I am 32 weeks pregnant with twin boys and hip, hip, hooray, I am not on bedrest -- knock on wood. That's not to say I am tap dancing through life, but I can still do things ... just in slow motion. Also, the list of things I can do diminished and continues to diminish.
I am currently working part time and went to my office one day this week (it's about an hour each way), which wasn't awful but I'd rather not do it again. Thankfully I think I'll be working from home from now on. Also, I'm still taking a prenatal swim class once a week for an hour -- swimming makes me feel amazing! I could sleep in that pool!
Maybe I should sleep in the pool because night time is no longer the right time for sleep. I drink more than two gallons of water a day (I'm not kidding) but still have restless legs before bed and occasionally during the day. The ocean I consume also causes me to pee a couple times at night -- not as many times as one would think for drinking so much. The odd thing is I sleep on my side and I'll wake up without the urge to pee. However, I've learned I do have to pee but I need to roll over and sit up to feel the urge. I also sometimes wake with a panicky feeling and need to drink a huge glass of water or more and/or stretch to relax. As I type this I have restless legs and need more water.

• Dataset entries:
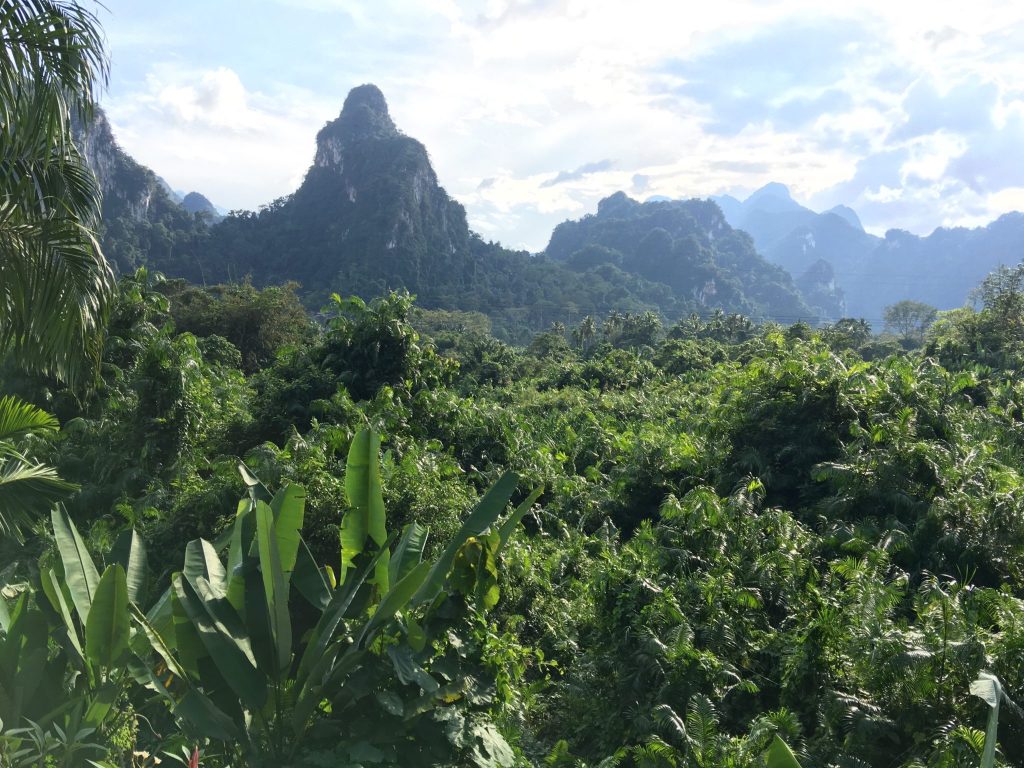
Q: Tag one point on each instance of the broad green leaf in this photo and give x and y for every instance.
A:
(186, 639)
(309, 580)
(206, 718)
(223, 638)
(274, 587)
(101, 702)
(257, 491)
(243, 536)
(156, 641)
(367, 516)
(779, 755)
(289, 509)
(508, 528)
(409, 553)
(108, 629)
(55, 593)
(989, 689)
(202, 562)
(324, 632)
(482, 516)
(80, 572)
(130, 552)
(396, 599)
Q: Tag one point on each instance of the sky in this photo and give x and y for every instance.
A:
(911, 113)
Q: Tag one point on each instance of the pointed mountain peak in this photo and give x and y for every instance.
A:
(365, 115)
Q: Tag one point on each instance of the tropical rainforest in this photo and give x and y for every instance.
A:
(394, 530)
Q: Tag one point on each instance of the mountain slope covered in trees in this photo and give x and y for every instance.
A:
(829, 252)
(371, 216)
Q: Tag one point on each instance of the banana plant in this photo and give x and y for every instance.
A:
(73, 688)
(260, 648)
(988, 688)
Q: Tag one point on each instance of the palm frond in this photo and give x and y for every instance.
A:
(18, 419)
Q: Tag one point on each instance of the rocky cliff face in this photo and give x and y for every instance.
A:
(142, 222)
(369, 216)
(128, 187)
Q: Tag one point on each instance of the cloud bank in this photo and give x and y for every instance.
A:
(913, 119)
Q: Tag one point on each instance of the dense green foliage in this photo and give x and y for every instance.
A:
(371, 217)
(744, 531)
(713, 544)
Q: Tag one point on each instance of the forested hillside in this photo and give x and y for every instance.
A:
(833, 258)
(370, 217)
(737, 531)
(237, 532)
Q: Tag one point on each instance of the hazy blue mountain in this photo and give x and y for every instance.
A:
(194, 202)
(829, 253)
(686, 245)
(143, 222)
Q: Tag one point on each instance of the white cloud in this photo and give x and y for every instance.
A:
(204, 130)
(519, 90)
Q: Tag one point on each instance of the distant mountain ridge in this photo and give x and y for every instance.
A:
(143, 221)
(371, 216)
(870, 272)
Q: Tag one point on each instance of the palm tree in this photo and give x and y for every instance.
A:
(54, 283)
(27, 487)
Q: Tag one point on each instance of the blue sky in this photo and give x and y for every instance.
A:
(534, 110)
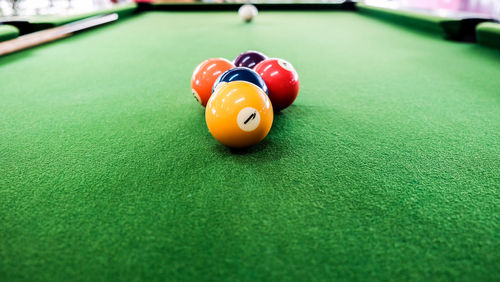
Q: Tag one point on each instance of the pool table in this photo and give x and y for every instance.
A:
(386, 167)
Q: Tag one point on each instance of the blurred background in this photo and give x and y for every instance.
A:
(482, 8)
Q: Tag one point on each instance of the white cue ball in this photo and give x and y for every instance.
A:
(247, 12)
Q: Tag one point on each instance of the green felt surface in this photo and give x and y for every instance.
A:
(8, 32)
(385, 168)
(417, 20)
(488, 34)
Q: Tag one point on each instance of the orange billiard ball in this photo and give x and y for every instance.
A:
(205, 75)
(239, 114)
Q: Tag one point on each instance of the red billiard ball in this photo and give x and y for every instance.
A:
(282, 81)
(205, 75)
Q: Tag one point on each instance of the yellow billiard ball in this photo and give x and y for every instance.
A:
(239, 114)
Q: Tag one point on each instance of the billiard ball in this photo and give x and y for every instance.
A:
(249, 59)
(239, 114)
(282, 81)
(247, 12)
(205, 75)
(240, 74)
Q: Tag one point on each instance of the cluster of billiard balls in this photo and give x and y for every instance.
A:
(240, 96)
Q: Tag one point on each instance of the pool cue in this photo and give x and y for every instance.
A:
(52, 34)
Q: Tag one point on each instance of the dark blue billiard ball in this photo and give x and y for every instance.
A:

• Work task 1: In the twin-pregnancy journal entry, why does the writer suggest sleeping in the pool?
• Work task 2: Resume the twin-pregnancy journal entry after its last sentence.

• Answer section 1: The writer says night time is no longer the right time for sleep, because of restless legs, getting up to pee a couple of times, and sometimes waking with a panicky feeling. Swimming, by contrast, feels amazing.

• Answer section 2:
I've been reading about breastfeeding, as I want to breastfeed my twins, and understand my thirst will grow. I can hardly imagine being thirstier.
Another issue is carpal tunnel, especially in my right hand. I've been struggling with this for weeks and it's gotten worse -- some pain and major numbness. Hopefully after birth this issue will eventually go away.
After giving birth. Oh yeah, I will have twin boys in less than six weeks. It's hardly believable. Hubby and I are almost done putting together the nursery and gathering must-haves. I still need to pack a bag for the hospital -- and figure out what to put in there -- and get a few odds and ends but I figure I'll still need a few things after delivery because we will be figure-it-out-as-you-go parents. That's not to say we are clueless -- we've taken classes, read books (I've read more than Mr.) -- but we definitely will be novices. Hence the title of my blog, we are rubes.
I'm excited but scared with a fear that rears its ugly head around bedtime but my husband is Bob Marley -- It's gonna be alright. I want to be somewhere in the middle because I figure his optimism may wane after the boys are home. It's unfair to think my brain can handle something as life changing and crazy as having twins, so I should relax. However, if you think about it, carrying these babies for 32 weeks helped me somewhat realize this shit is happening -- although I can't wrap my head around it! He, however, will need to wait until the babies make their great escape to know, yes, this is real! You haven't been dreaming, I haven't just been getting fat for months!